* **Stated exercise**: Rewrite the listing from the line containing "Detect every clear" down to the line containing "231, 451, 238]]", both included, as a two-column CSV with the header input,output, giving one row for each text and its answer, each in one quoted field with line breaks turned into spaces.

* **Records for processing**:
##########
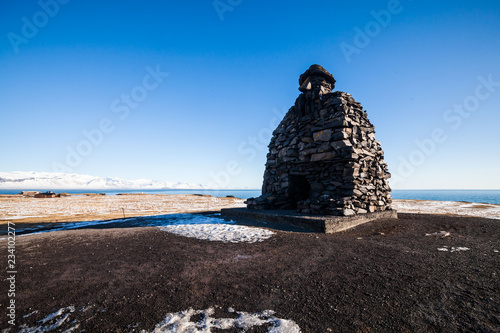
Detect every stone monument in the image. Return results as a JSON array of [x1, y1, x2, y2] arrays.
[[247, 65, 391, 216]]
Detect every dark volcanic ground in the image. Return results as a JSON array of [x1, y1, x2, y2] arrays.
[[0, 214, 500, 332]]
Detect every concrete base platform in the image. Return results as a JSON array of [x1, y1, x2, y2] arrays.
[[221, 208, 398, 234]]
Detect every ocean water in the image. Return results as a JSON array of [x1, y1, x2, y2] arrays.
[[0, 190, 500, 205]]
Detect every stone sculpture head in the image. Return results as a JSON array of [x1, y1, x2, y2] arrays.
[[299, 65, 335, 95]]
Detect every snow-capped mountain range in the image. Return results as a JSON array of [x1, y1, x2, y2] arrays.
[[0, 171, 208, 190]]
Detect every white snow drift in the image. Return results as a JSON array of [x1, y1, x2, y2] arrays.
[[158, 224, 274, 243], [0, 171, 208, 190]]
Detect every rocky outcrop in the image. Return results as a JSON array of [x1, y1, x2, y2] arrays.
[[247, 65, 391, 216]]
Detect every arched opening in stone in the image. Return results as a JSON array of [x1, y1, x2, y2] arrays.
[[288, 175, 311, 208]]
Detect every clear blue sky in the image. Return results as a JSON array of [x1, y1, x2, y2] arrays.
[[0, 0, 500, 189]]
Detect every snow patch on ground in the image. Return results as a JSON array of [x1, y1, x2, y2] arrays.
[[392, 200, 500, 219], [17, 306, 80, 333], [17, 306, 300, 333], [141, 308, 300, 333], [158, 224, 274, 243], [438, 246, 470, 252], [425, 231, 451, 238]]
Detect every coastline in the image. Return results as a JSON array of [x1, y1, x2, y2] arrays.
[[0, 193, 500, 225]]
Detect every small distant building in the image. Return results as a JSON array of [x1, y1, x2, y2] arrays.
[[21, 191, 40, 197], [35, 191, 56, 198]]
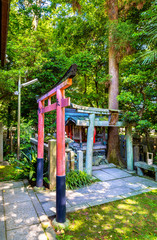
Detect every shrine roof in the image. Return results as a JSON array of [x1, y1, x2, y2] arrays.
[[65, 108, 108, 125]]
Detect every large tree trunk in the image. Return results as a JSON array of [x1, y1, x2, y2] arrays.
[[107, 0, 120, 164]]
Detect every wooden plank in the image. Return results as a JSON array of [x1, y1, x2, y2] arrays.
[[41, 97, 70, 113], [86, 114, 95, 175], [76, 120, 125, 127], [71, 103, 122, 114], [126, 126, 134, 171], [71, 103, 109, 114], [135, 162, 157, 172], [77, 110, 109, 115], [61, 97, 70, 107], [41, 103, 57, 113], [0, 0, 10, 66], [37, 78, 72, 102]]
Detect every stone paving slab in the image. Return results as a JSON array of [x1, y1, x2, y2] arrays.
[[101, 168, 132, 178], [92, 163, 116, 171], [0, 181, 24, 190], [93, 170, 115, 181], [36, 192, 56, 202], [5, 201, 39, 230], [124, 176, 157, 188], [7, 224, 47, 240], [3, 187, 30, 204], [28, 189, 48, 222], [42, 200, 71, 217]]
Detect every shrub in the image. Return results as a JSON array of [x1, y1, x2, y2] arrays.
[[66, 171, 93, 189]]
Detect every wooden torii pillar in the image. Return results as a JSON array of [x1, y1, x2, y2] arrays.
[[36, 64, 77, 223]]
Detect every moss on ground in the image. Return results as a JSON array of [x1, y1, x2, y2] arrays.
[[56, 190, 157, 240], [0, 166, 20, 182]]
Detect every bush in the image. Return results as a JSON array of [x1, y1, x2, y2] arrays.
[[66, 171, 93, 189]]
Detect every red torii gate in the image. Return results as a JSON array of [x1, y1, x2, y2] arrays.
[[36, 64, 77, 223]]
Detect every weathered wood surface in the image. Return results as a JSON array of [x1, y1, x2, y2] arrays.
[[134, 162, 157, 172], [0, 122, 3, 162], [126, 126, 134, 171], [76, 120, 125, 127], [48, 139, 56, 190], [86, 114, 95, 175], [37, 78, 72, 102], [71, 103, 121, 114]]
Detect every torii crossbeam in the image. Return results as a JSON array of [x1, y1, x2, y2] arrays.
[[36, 64, 77, 223]]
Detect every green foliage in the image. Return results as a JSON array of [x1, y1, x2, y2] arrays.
[[66, 171, 92, 189], [14, 151, 37, 181], [56, 190, 157, 240], [0, 166, 21, 182]]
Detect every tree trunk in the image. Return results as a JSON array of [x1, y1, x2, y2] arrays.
[[107, 0, 120, 164]]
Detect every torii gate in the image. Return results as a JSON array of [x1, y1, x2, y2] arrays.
[[36, 64, 77, 223]]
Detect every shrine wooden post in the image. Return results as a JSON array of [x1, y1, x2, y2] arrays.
[[36, 64, 77, 223]]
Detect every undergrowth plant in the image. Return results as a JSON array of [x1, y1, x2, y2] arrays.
[[66, 170, 93, 189]]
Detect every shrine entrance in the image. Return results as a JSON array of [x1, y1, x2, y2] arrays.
[[36, 64, 77, 223]]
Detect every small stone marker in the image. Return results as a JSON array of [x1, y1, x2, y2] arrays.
[[77, 150, 83, 172], [133, 145, 140, 163], [0, 122, 3, 162], [147, 152, 153, 165], [70, 151, 75, 170], [48, 139, 56, 190]]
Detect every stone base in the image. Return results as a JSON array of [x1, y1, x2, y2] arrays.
[[0, 161, 9, 166], [52, 218, 70, 229]]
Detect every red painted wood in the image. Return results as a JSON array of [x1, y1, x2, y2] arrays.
[[37, 78, 72, 102], [41, 103, 56, 113], [93, 127, 96, 143], [42, 98, 70, 113], [48, 97, 51, 106], [61, 90, 64, 176], [61, 97, 70, 108], [37, 101, 44, 158], [56, 89, 65, 176]]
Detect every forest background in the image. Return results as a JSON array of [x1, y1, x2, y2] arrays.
[[0, 0, 157, 163]]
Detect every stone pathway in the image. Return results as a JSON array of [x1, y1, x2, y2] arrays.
[[0, 164, 157, 240]]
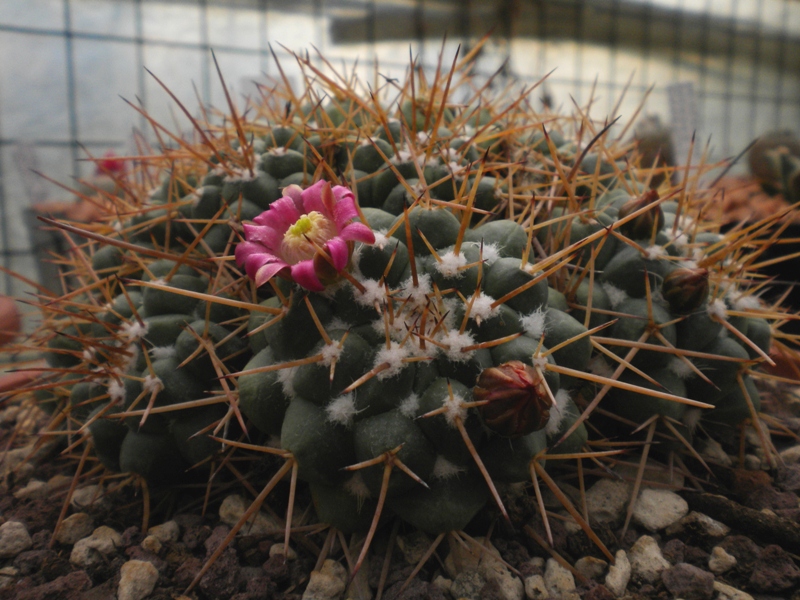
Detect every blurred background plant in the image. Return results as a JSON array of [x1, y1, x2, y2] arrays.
[[0, 0, 800, 304]]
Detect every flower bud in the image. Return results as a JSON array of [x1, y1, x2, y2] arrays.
[[472, 360, 552, 438], [618, 190, 664, 240], [661, 268, 708, 314]]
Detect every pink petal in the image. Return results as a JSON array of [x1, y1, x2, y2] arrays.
[[234, 242, 264, 266], [325, 237, 350, 273], [320, 181, 336, 219], [242, 223, 283, 252], [253, 197, 302, 235], [333, 186, 358, 230], [339, 221, 375, 244], [303, 179, 333, 219], [290, 259, 325, 292], [252, 260, 289, 287], [282, 183, 306, 214]]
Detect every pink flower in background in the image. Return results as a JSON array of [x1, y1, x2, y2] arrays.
[[236, 181, 375, 292]]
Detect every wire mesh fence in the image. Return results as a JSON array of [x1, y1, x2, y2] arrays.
[[0, 0, 800, 295]]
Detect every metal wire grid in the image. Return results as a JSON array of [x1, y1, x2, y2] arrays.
[[0, 0, 800, 295]]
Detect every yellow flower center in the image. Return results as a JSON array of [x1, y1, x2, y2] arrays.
[[281, 210, 337, 265]]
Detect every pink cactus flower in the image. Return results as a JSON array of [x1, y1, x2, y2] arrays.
[[236, 181, 375, 292]]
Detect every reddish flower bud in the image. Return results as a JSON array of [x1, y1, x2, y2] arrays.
[[617, 190, 664, 240], [661, 268, 708, 314], [472, 360, 552, 438]]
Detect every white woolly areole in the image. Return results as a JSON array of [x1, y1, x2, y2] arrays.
[[431, 454, 466, 479], [122, 344, 142, 371], [142, 375, 164, 394], [150, 346, 175, 360], [399, 273, 433, 308], [520, 307, 547, 339], [122, 320, 148, 342], [644, 244, 664, 260], [544, 389, 569, 436], [667, 356, 694, 379], [389, 148, 411, 165], [442, 148, 461, 162], [439, 329, 475, 362], [681, 406, 703, 432], [374, 342, 411, 379], [108, 379, 125, 404], [436, 250, 467, 278], [343, 471, 370, 502], [372, 231, 391, 250], [320, 342, 342, 367], [603, 281, 628, 308], [469, 292, 500, 321], [222, 166, 258, 183], [483, 244, 500, 267], [278, 367, 299, 398], [397, 393, 419, 419], [531, 355, 547, 373], [708, 298, 728, 321], [325, 394, 358, 427], [444, 394, 467, 427], [325, 317, 350, 331], [447, 161, 468, 179], [353, 279, 386, 307], [733, 294, 761, 310], [588, 356, 614, 377]]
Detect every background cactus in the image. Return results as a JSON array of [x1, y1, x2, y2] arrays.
[[3, 43, 796, 584]]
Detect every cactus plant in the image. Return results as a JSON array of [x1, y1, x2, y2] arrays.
[[3, 43, 796, 592]]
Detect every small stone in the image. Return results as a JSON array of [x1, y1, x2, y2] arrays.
[[219, 494, 283, 535], [586, 479, 632, 527], [748, 544, 800, 593], [47, 475, 74, 492], [69, 485, 105, 510], [744, 454, 761, 471], [628, 535, 670, 583], [661, 563, 714, 600], [450, 570, 486, 600], [0, 521, 33, 558], [780, 444, 800, 465], [698, 438, 733, 467], [714, 581, 753, 600], [69, 525, 122, 567], [605, 550, 631, 598], [56, 512, 94, 546], [147, 521, 181, 544], [304, 556, 347, 600], [666, 511, 731, 543], [139, 535, 162, 554], [478, 550, 525, 600], [614, 458, 685, 490], [633, 489, 689, 531], [575, 556, 608, 581], [708, 546, 736, 575], [433, 575, 453, 595], [444, 537, 499, 579], [117, 556, 158, 600], [269, 542, 297, 560], [397, 531, 433, 566], [14, 479, 47, 500], [520, 575, 550, 600], [544, 558, 579, 598], [0, 567, 19, 590]]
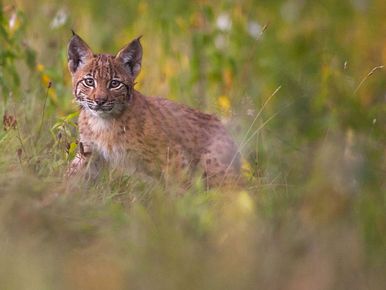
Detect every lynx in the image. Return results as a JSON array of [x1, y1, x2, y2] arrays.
[[67, 33, 240, 187]]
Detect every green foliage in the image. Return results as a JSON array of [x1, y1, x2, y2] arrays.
[[0, 0, 386, 290]]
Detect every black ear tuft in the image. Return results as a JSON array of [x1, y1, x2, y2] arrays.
[[68, 30, 93, 74], [115, 36, 142, 79]]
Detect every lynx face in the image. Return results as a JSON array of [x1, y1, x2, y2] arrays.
[[68, 34, 142, 118]]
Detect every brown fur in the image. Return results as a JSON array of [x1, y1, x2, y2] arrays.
[[68, 34, 240, 186]]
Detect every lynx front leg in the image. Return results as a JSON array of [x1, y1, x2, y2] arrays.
[[66, 142, 91, 178]]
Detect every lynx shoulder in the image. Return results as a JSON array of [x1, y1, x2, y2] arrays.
[[68, 34, 240, 186]]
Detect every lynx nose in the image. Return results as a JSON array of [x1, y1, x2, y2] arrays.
[[95, 97, 107, 106]]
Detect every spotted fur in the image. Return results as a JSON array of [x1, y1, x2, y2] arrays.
[[68, 34, 240, 186]]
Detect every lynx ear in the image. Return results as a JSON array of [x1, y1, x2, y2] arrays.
[[68, 31, 93, 74], [115, 36, 142, 79]]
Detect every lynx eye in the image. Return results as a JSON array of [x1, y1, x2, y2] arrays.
[[83, 78, 95, 87], [109, 80, 122, 89]]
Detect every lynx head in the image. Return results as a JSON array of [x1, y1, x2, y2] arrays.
[[68, 33, 142, 118]]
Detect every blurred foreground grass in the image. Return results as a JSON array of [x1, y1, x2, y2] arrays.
[[0, 0, 386, 290]]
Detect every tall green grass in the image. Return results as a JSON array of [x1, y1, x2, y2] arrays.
[[0, 0, 386, 290]]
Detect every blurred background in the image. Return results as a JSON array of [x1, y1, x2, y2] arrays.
[[0, 0, 386, 290]]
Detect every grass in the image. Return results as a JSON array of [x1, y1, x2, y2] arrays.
[[0, 0, 386, 290]]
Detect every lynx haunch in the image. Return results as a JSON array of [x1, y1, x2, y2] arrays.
[[68, 33, 240, 186]]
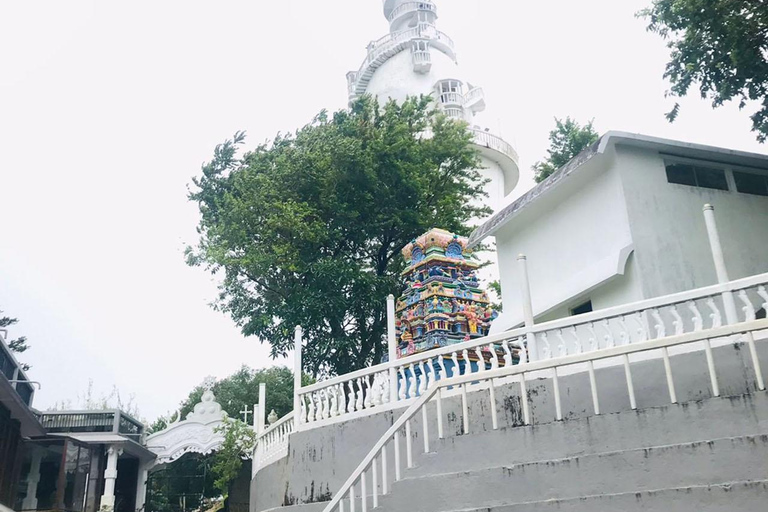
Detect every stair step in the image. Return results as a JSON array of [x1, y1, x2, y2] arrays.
[[454, 480, 768, 512], [382, 435, 768, 512], [407, 393, 768, 476]]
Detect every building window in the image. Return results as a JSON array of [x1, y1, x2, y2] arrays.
[[733, 171, 768, 196], [667, 164, 728, 190], [571, 300, 594, 316]]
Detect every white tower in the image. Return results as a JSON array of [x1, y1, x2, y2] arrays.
[[347, 0, 520, 210]]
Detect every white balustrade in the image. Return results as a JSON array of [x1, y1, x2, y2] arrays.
[[253, 412, 295, 474], [323, 316, 768, 512]]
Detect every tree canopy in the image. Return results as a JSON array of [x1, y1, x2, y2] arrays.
[[0, 310, 29, 371], [187, 97, 490, 376], [638, 0, 768, 142], [533, 117, 600, 183]]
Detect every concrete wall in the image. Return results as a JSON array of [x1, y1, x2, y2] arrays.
[[616, 145, 768, 298], [492, 146, 641, 332], [251, 336, 768, 512]]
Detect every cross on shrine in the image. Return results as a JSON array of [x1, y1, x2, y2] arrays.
[[240, 406, 253, 425]]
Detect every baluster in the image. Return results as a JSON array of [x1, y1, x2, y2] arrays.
[[517, 338, 528, 364], [541, 332, 554, 359], [587, 322, 600, 352], [451, 352, 461, 377], [635, 311, 651, 342], [651, 309, 667, 338], [427, 357, 435, 389], [347, 380, 357, 413], [739, 290, 757, 322], [381, 372, 391, 404], [323, 389, 331, 420], [328, 386, 339, 418], [437, 354, 448, 380], [308, 393, 315, 423], [299, 395, 307, 423], [355, 377, 365, 411], [336, 382, 347, 415], [707, 297, 723, 329], [568, 326, 584, 354], [461, 349, 472, 375], [418, 360, 427, 396], [475, 347, 485, 373], [501, 340, 512, 368], [619, 316, 632, 346], [488, 343, 499, 370], [757, 286, 768, 312], [557, 329, 568, 357], [603, 318, 616, 348], [408, 363, 418, 398], [398, 366, 408, 400], [363, 376, 374, 409], [686, 300, 704, 332], [670, 304, 685, 336]]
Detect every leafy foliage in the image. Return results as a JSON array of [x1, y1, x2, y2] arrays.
[[638, 0, 768, 142], [0, 310, 30, 371], [211, 419, 256, 498], [187, 97, 489, 376], [533, 117, 600, 183]]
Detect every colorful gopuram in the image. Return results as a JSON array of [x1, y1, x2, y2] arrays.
[[396, 229, 498, 357]]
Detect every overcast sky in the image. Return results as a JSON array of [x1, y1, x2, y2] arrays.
[[0, 0, 766, 419]]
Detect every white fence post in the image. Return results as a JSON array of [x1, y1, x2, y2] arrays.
[[704, 204, 739, 325], [517, 254, 539, 361], [387, 294, 398, 402], [293, 325, 302, 420]]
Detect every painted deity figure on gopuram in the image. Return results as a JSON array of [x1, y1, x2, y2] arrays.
[[396, 229, 501, 364]]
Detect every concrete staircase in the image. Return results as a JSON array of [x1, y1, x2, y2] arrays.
[[262, 392, 768, 512], [377, 393, 768, 512]]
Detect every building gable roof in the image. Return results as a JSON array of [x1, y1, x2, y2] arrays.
[[469, 131, 768, 248]]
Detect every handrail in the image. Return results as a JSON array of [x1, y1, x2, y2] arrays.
[[323, 320, 768, 512], [256, 411, 296, 439], [296, 273, 768, 429], [387, 2, 437, 23]]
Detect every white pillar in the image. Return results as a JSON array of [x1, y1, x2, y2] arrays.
[[517, 254, 539, 361], [256, 382, 267, 434], [387, 294, 398, 402], [704, 204, 739, 325], [292, 325, 304, 425], [100, 446, 122, 510], [21, 450, 43, 510], [136, 462, 152, 512]]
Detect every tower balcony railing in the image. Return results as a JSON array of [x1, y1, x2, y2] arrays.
[[388, 2, 437, 23], [440, 92, 464, 107], [469, 128, 518, 162]]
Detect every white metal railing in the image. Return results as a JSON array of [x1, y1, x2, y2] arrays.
[[469, 128, 518, 162], [388, 2, 437, 23], [464, 87, 485, 105], [297, 273, 768, 429], [253, 411, 295, 474], [323, 320, 768, 512], [347, 23, 456, 95], [440, 92, 464, 105]]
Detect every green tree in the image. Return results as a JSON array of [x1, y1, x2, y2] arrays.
[[187, 97, 489, 376], [533, 117, 600, 183], [638, 0, 768, 142], [211, 419, 256, 498], [0, 310, 30, 371]]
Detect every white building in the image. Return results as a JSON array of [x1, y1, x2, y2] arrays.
[[347, 0, 520, 210], [470, 132, 768, 332]]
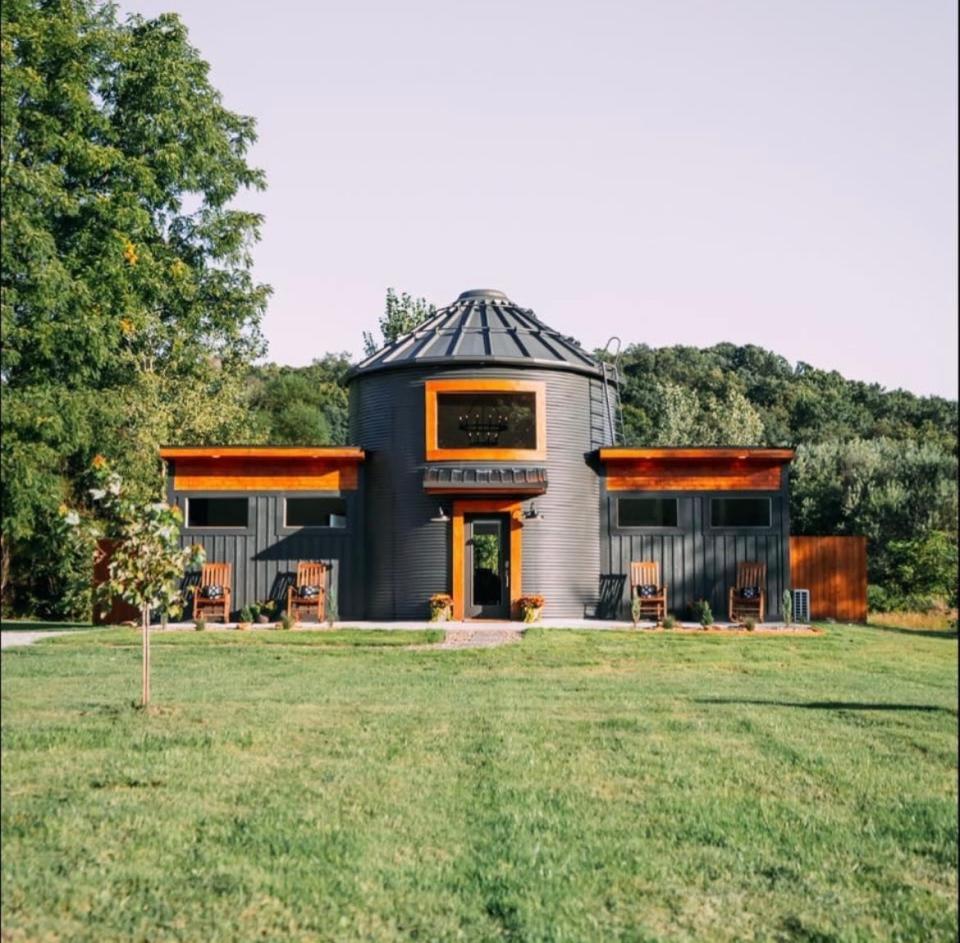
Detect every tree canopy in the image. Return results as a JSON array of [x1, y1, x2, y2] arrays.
[[0, 0, 268, 616]]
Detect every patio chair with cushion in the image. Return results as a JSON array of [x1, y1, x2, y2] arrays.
[[727, 562, 767, 622], [193, 563, 233, 622], [630, 560, 667, 623]]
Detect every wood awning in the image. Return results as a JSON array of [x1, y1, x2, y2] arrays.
[[160, 445, 366, 492], [599, 447, 794, 491]]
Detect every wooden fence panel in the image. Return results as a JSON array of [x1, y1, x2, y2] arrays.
[[790, 537, 867, 622], [93, 540, 140, 625]]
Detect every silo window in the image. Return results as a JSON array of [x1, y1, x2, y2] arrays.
[[437, 393, 537, 449], [284, 498, 347, 527], [617, 498, 678, 527], [187, 498, 250, 527]]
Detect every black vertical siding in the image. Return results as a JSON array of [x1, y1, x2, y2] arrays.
[[600, 482, 790, 619], [172, 490, 363, 618]]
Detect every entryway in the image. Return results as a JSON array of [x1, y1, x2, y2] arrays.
[[463, 514, 510, 619]]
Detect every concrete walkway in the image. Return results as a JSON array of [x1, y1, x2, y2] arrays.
[[0, 629, 76, 648]]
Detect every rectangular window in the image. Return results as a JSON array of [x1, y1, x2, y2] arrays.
[[187, 498, 249, 527], [617, 498, 677, 527], [710, 498, 770, 527], [437, 393, 537, 449], [423, 377, 547, 462], [284, 498, 347, 527]]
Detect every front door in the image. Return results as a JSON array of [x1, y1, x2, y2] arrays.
[[463, 514, 510, 619]]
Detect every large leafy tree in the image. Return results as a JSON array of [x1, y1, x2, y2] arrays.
[[0, 0, 268, 616]]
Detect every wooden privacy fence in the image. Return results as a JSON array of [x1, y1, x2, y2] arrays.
[[93, 539, 140, 625], [790, 537, 867, 622]]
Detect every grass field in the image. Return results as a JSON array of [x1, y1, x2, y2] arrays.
[[2, 626, 957, 943]]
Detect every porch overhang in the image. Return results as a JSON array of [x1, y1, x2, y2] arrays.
[[423, 465, 547, 495], [160, 445, 366, 492], [598, 447, 794, 491]]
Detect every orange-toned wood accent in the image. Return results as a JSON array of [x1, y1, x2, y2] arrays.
[[606, 459, 782, 491], [423, 380, 547, 462], [450, 499, 523, 622], [93, 538, 142, 625], [790, 537, 867, 622], [160, 445, 366, 462], [600, 446, 795, 462], [173, 458, 359, 491]]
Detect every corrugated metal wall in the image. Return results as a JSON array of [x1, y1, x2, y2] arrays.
[[600, 486, 790, 620], [172, 490, 363, 618], [350, 366, 605, 619]]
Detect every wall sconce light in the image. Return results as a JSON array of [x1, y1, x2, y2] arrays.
[[523, 501, 544, 524]]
##########
* **Answer in full**:
input,output
"Detect every clear blue sky in the image. Return results as a JSON array of [x1, y1, x2, y2] arrays.","[[0, 0, 500, 189]]"
"Detect every snow patch on ground in the image. Return results as a JSON array of [x1, y1, x2, y2] arrays.","[[392, 200, 500, 219], [17, 306, 80, 333], [17, 306, 300, 333], [141, 308, 300, 333], [158, 224, 274, 243], [438, 246, 470, 252], [425, 231, 451, 238]]"